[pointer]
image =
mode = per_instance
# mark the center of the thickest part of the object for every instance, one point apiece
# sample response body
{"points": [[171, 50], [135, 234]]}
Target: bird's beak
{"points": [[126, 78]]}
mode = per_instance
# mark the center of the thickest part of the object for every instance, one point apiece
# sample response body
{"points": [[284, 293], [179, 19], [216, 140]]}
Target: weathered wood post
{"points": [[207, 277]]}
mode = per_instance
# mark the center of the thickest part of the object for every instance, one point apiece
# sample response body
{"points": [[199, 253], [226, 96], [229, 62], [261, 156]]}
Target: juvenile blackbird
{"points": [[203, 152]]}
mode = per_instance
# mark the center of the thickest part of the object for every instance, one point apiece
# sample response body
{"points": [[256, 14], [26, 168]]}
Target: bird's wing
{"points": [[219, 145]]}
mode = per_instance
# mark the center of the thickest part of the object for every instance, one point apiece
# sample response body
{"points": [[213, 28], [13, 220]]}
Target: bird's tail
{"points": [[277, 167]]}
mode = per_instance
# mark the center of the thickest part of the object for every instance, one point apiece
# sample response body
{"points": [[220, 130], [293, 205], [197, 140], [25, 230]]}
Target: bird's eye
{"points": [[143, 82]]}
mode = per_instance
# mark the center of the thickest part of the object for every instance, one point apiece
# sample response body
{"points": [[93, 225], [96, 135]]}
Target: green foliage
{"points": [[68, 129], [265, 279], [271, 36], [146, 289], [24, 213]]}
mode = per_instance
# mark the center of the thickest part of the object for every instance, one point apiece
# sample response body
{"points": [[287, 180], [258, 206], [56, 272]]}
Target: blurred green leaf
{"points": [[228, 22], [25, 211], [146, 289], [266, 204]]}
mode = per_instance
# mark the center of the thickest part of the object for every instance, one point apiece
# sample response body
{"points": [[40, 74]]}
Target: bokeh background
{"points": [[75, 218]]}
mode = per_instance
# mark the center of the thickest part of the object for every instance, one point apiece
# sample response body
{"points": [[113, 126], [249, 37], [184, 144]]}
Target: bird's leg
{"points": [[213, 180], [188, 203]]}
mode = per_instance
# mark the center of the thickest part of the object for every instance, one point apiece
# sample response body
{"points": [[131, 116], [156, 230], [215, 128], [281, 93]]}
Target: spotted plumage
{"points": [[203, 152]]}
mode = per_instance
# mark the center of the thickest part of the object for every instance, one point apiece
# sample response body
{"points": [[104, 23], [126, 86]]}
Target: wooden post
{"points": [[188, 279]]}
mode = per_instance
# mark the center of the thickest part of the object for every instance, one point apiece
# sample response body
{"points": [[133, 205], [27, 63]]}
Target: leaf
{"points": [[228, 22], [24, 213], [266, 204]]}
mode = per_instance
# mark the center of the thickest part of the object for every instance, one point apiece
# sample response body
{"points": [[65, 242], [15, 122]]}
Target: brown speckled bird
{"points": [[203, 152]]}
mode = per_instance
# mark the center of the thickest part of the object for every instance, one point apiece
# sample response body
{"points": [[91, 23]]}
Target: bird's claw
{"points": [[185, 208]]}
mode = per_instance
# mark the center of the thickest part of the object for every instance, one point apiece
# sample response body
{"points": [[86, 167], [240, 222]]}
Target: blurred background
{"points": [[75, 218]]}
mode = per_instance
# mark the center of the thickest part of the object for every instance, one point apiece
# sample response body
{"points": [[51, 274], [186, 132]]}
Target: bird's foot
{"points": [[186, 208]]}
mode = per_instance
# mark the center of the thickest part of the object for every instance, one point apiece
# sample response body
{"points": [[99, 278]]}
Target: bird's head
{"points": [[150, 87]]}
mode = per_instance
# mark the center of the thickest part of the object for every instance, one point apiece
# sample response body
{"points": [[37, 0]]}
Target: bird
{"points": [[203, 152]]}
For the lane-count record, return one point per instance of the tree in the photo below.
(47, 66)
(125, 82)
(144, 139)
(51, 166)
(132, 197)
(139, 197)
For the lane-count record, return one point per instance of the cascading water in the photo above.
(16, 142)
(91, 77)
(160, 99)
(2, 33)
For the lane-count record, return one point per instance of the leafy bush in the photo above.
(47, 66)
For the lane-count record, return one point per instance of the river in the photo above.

---

# BRIEF:
Give back the listing above exactly as written.

# RESULT:
[pointer]
image =
mode = per_instance
# mark the center of the thickest part of the object for every instance, one point apiece
# sample response body
{"points": [[171, 50], [135, 234]]}
Target: bird's beak
{"points": [[126, 78]]}
mode = per_instance
# mark the center of the thickest part of the object for every instance, one point apiece
# sample response body
{"points": [[284, 293], [179, 19], [216, 140]]}
Target: weathered wood post
{"points": [[207, 277]]}
mode = per_instance
# mark the center of the thickest part of the object for every instance, one point apiece
# sample response body
{"points": [[199, 253], [226, 96], [229, 62], [261, 156]]}
Target: juvenile blackbird
{"points": [[203, 152]]}
mode = per_instance
# mark the center of the thickest part of the object for every instance, one point apiece
# sample response body
{"points": [[256, 14], [26, 168]]}
Target: bird's wing
{"points": [[219, 145]]}
mode = per_instance
# mark the center of the thickest part of the object for every instance, one point apiece
# sample response body
{"points": [[213, 28], [13, 220]]}
Target: bird's tail
{"points": [[277, 167]]}
mode = per_instance
# mark the center of the thickest part of the object for every instance, one point apiece
# sample response body
{"points": [[220, 130], [293, 205], [197, 140], [25, 230]]}
Target: bird's eye
{"points": [[143, 82]]}
mode = per_instance
# mark the center of the thickest part of the object for every instance, one point apiece
# sample response body
{"points": [[93, 225], [96, 135]]}
Target: green foliage
{"points": [[68, 129], [265, 279], [271, 36], [146, 289], [24, 213]]}
mode = per_instance
# mark the center of the thickest part of the object for every instance, one point apiece
# sample response body
{"points": [[287, 180], [258, 206], [56, 272]]}
Target: blurred green leaf
{"points": [[228, 22], [25, 211], [146, 289], [266, 204]]}
mode = per_instance
# mark the center of the thickest part of the object for every instance, one point apiece
# sample response body
{"points": [[40, 74]]}
Target: bokeh background
{"points": [[75, 218]]}
mode = per_instance
# mark the center of the thickest part of the object for every instance, one point apiece
# sample response body
{"points": [[113, 126], [249, 37], [184, 144]]}
Target: bird's leg
{"points": [[213, 180], [188, 203]]}
mode = per_instance
# mark the center of the thickest part of the object for every instance, one point apiece
# sample response body
{"points": [[131, 116], [156, 230], [215, 128], [281, 93]]}
Target: spotted plumage
{"points": [[203, 152]]}
mode = per_instance
# mark the center of the thickest part of the object for every instance, one point apiece
# sample response body
{"points": [[104, 23], [126, 86]]}
Target: wooden post
{"points": [[188, 279]]}
mode = per_instance
# mark the center of the thickest part of the object for every instance, one point apiece
# sample response body
{"points": [[133, 205], [27, 63]]}
Target: leaf
{"points": [[228, 22], [24, 213], [266, 204]]}
mode = per_instance
# mark the center of the thickest part of the object for every instance, one point apiece
# sample response body
{"points": [[65, 242], [15, 122]]}
Target: brown speckled bird
{"points": [[203, 152]]}
mode = per_instance
# mark the center of the thickest part of the object for every instance, one point apiece
# sample response body
{"points": [[91, 23]]}
Target: bird's claw
{"points": [[185, 208]]}
mode = per_instance
# mark the center of the thickest part of the object for every instance, one point apiece
# sample response body
{"points": [[86, 167], [240, 222]]}
Target: blurred background
{"points": [[75, 218]]}
mode = per_instance
# mark the center of the thickest part of the object for every instance, one point apiece
# sample response body
{"points": [[51, 274], [186, 132]]}
Target: bird's foot
{"points": [[186, 208]]}
mode = per_instance
# mark the center of the thickest part of the object for every instance, one point apiece
# sample response body
{"points": [[99, 278]]}
Target: bird's head
{"points": [[150, 87]]}
mode = per_instance
# mark the center of the thickest part of the object for every instance, one point apiece
# sample response body
{"points": [[37, 0]]}
Target: bird
{"points": [[203, 152]]}
For the lane-count record, return one point per instance of the tree in the photo below.
(47, 66)
(125, 82)
(144, 139)
(51, 166)
(132, 197)
(139, 197)
For the lane-count record, return one point per instance of the cascading water in the photo above.
(16, 142)
(91, 77)
(160, 99)
(2, 33)
For the lane-count record, return one point per instance of the leafy bush in the photo above.
(47, 66)
For the lane-count record, return one point per instance of the river in the photo above.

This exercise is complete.